Citamos anteriormente a dificuldade hodierna em lidar com as consequências da acelerada disseminação do coronavírus, não sendo exclusividade das organizações penalizadas economicamente, das inúmeras pessoas dizimadas e famílias atormentadas, dos governos sobrecarregados por obrigações a extravasar uma quota que transbordou em tempos pretéritos. Então, compliance está longe de ser remédio miraculoso, ou modelo estático aplicável em qualquer circunstância; contudo, amparado em sua ferramentas adequadas viabiliza as instituições estarem preparadas para adversidades, personalizado ao caso em concreto.

Governança e compliance estão intimamente ligados pelo interesse, dentre outros, em sustentabilidade. As instituições urgem amparar-se nestes dias em credibilidade, confiabilidade, seja para com os colaboradores em que bem se inserem os trabalhadores precisando dos seus empregos garantidos ou para com a sociedade materializando aqui as ações governamentais em amparar os doentes e aqueles em estado de vulnerabilidade. O pós-crise será determinado pelo nível de segurança gerado na tensão.

A boa governança, o melhor gerir por parte dos tomadores de decisão, terá maior possibilidade de sucesso quando souber em que solo caminhar, utilizando a gestão de risco, o planejamento com base em autoconhecimento e prospectando possibilidades (cenários) para momentos de crise haja vista a certeza de que esta não será eliminada da realidade humana, por ser uma constante surgirá sempre independentemente do fato gerador (econômico, financeiro, ambiental, saúde). A atual pandemia apresenta-se como mais uma perturbação mundial estar preparado para as que virão reflete na estrutura e realidade da cultura organizacional de uma empresa ou de uma nação.

============================================================

**Aplicando a leitura**
1. Veja se cada frase abaixo combina com o texto sobre compliance e governança na pandemia. Responda sim ou não e copie as palavras do texto que decidem.
(a) O compliance é apresentado como um remédio milagroso.
(b) Governança e compliance estão ligados pelo interesse em sustentabilidade.
(c) As crises vão deixar de existir na realidade humana.
2. No texto sobre compliance e governança na pandemia, transforme em lista curta o parágrafo que começa com "Governança e compliance estão intimamente ligados", sem perder os fatos principais.
3. Prossiga com o texto sobre compliance e governança na pandemia a partir da última frase dele.

============================================================

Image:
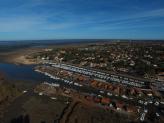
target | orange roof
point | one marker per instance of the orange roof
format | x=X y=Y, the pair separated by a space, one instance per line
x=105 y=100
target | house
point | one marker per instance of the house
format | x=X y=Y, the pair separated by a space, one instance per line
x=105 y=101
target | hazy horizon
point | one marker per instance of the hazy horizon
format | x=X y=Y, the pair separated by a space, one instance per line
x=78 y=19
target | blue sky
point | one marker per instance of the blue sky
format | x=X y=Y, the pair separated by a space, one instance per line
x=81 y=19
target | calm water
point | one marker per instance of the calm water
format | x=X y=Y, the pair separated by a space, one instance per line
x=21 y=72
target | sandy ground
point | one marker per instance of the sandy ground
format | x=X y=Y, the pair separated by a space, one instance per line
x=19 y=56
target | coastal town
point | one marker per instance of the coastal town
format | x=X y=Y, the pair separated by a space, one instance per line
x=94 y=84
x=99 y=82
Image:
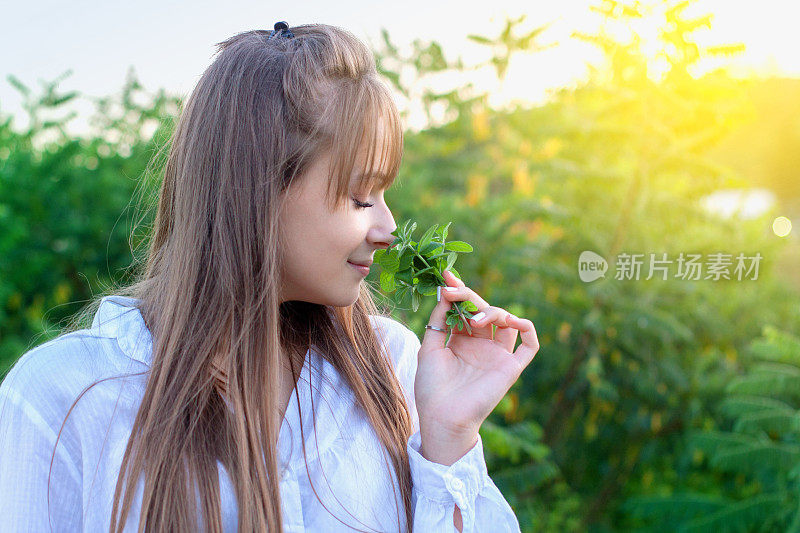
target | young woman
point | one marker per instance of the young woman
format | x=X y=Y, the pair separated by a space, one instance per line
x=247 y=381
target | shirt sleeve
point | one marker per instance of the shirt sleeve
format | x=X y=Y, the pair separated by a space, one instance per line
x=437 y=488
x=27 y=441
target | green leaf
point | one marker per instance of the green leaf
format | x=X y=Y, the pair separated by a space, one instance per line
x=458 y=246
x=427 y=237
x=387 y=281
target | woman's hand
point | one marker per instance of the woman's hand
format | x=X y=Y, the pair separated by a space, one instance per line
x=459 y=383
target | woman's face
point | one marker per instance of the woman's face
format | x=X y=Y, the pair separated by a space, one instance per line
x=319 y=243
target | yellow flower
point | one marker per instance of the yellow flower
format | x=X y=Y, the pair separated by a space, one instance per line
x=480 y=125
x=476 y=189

============================================================

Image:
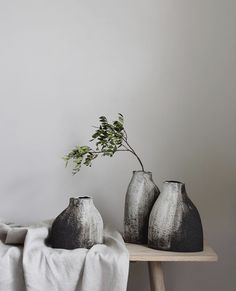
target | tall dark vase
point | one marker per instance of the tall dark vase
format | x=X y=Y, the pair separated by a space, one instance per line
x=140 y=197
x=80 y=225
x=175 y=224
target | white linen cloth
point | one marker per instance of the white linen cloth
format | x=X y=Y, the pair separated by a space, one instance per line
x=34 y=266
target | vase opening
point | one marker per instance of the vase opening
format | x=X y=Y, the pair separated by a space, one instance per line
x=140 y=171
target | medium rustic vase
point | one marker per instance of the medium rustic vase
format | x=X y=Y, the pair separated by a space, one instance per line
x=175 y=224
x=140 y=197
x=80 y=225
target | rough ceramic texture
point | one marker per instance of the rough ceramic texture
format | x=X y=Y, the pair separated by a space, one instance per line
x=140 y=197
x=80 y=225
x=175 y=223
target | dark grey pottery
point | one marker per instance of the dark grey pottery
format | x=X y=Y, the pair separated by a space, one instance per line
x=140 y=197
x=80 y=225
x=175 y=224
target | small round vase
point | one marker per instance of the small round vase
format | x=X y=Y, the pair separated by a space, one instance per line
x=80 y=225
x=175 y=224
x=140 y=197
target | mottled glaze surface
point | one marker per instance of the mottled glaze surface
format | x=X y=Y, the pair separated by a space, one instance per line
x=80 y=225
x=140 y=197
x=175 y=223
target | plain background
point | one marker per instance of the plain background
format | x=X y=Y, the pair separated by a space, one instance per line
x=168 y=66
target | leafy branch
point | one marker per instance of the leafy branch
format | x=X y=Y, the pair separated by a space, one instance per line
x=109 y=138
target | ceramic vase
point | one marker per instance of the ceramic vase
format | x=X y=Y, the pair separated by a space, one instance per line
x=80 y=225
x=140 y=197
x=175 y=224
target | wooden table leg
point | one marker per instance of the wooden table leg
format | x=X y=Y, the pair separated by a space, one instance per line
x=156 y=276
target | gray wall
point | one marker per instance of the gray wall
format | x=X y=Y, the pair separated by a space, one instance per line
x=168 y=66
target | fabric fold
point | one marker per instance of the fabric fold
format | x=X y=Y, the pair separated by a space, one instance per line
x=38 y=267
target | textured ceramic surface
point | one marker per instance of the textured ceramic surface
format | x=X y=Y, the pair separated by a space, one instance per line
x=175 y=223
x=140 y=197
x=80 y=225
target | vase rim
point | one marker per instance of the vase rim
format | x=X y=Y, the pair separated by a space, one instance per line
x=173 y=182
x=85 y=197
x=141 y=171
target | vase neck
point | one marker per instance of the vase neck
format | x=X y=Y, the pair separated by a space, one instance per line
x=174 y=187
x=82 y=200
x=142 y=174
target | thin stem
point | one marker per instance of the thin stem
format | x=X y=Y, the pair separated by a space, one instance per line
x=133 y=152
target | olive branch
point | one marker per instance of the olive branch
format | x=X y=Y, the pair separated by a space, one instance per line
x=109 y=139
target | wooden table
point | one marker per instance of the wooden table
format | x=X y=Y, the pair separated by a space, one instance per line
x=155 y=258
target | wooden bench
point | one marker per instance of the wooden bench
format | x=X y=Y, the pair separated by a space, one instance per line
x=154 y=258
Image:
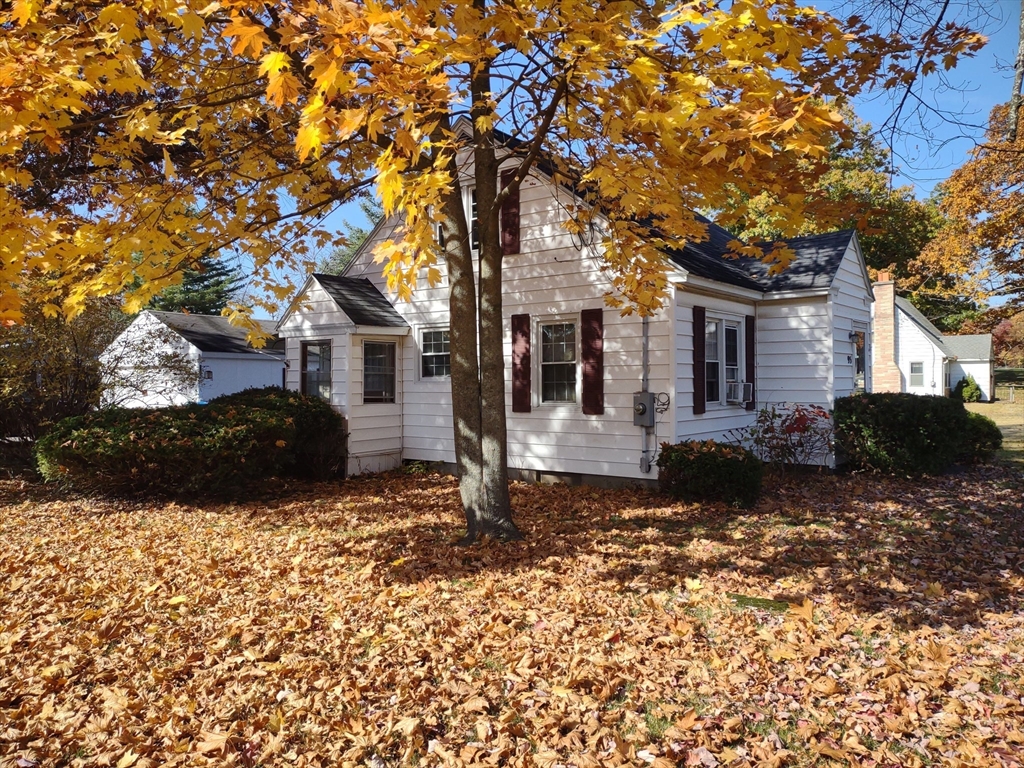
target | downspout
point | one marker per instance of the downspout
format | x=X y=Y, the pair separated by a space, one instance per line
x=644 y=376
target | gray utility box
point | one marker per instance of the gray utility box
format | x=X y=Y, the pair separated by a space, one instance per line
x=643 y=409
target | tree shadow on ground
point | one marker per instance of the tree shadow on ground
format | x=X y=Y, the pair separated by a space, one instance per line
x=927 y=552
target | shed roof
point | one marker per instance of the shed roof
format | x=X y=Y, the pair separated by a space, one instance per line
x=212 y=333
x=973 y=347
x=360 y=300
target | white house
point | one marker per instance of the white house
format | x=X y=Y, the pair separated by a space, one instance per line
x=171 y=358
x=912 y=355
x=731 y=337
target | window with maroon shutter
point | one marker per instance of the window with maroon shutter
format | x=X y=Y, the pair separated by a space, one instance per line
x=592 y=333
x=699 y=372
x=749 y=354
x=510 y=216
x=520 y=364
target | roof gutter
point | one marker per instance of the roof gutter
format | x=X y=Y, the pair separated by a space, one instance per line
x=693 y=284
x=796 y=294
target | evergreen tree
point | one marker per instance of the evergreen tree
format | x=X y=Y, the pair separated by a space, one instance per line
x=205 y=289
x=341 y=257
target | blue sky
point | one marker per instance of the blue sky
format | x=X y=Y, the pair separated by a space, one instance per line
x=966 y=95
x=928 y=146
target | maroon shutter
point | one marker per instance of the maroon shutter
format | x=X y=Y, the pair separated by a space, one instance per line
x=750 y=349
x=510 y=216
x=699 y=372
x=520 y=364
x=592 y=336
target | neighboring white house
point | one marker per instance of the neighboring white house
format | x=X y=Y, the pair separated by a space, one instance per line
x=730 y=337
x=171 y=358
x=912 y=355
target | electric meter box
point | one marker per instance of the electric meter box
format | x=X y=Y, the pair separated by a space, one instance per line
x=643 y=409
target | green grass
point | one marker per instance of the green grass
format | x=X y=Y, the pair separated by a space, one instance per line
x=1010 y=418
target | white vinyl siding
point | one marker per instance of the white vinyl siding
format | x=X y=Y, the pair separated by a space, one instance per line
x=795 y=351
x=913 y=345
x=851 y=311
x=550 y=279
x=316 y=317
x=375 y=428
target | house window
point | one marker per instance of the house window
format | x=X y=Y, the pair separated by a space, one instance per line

============================================================

**Respostas do exercício**
1.
(a) Não: "compliance está longe de ser remédio miraculoso"
(b) Sim: "Governança e compliance estão intimamente ligados pelo interesse, dentre outros, em sustentabilidade."
(c) Não: "a certeza de que esta não será eliminada da realidade humana"

2.
- Governança e compliance têm em comum, entre outras coisas, o interesse em sustentabilidade.
- Hoje as instituições precisam se apoiar em credibilidade e confiabilidade.
- Isso vale para os colaboradores, entre eles os trabalhadores que precisam manter seus empregos.
- Vale também para a sociedade, o que aparece nas ações do governo para amparar os doentes e as pessoas vulneráveis.
- O pós-crise vai depender do nível de segurança criado durante a tensão.

3.
Encontramos no compliance lato sensu os melhores meios de prevenir, detectar e remediar não só crimes, mas para além traz consigo a técnica multidisciplinar de fortalecer controles, assim aprimorar planejamento –—, o que demanda esforço e determinação em equipe. Sugerimos com compliance trabalho em conjunto, comprometido nos mesmo objetivos de micro ou macro ambiente seja nas empresas ou nos governos alicerçado em ética e integridade com base no bem comum e preservando o interesse social o planejamento estratégico é fruto do labor engajado, evidentemente sob formar estruturadas e científicas, mas que não produz fruto positivo sem que a cultura organizacional assim o permita importando lembrar ser a alta administração (em qualquer nível ou patamar) responsável por dar o tom do trabalho.

 


[1] Crise sanitária

[2] SAMPAIO, Theodora. Compliance e governança corporativa: entendendo a compliance leitura objetiva resumida – fácil . Sampaio, theodora. Edição do kindle.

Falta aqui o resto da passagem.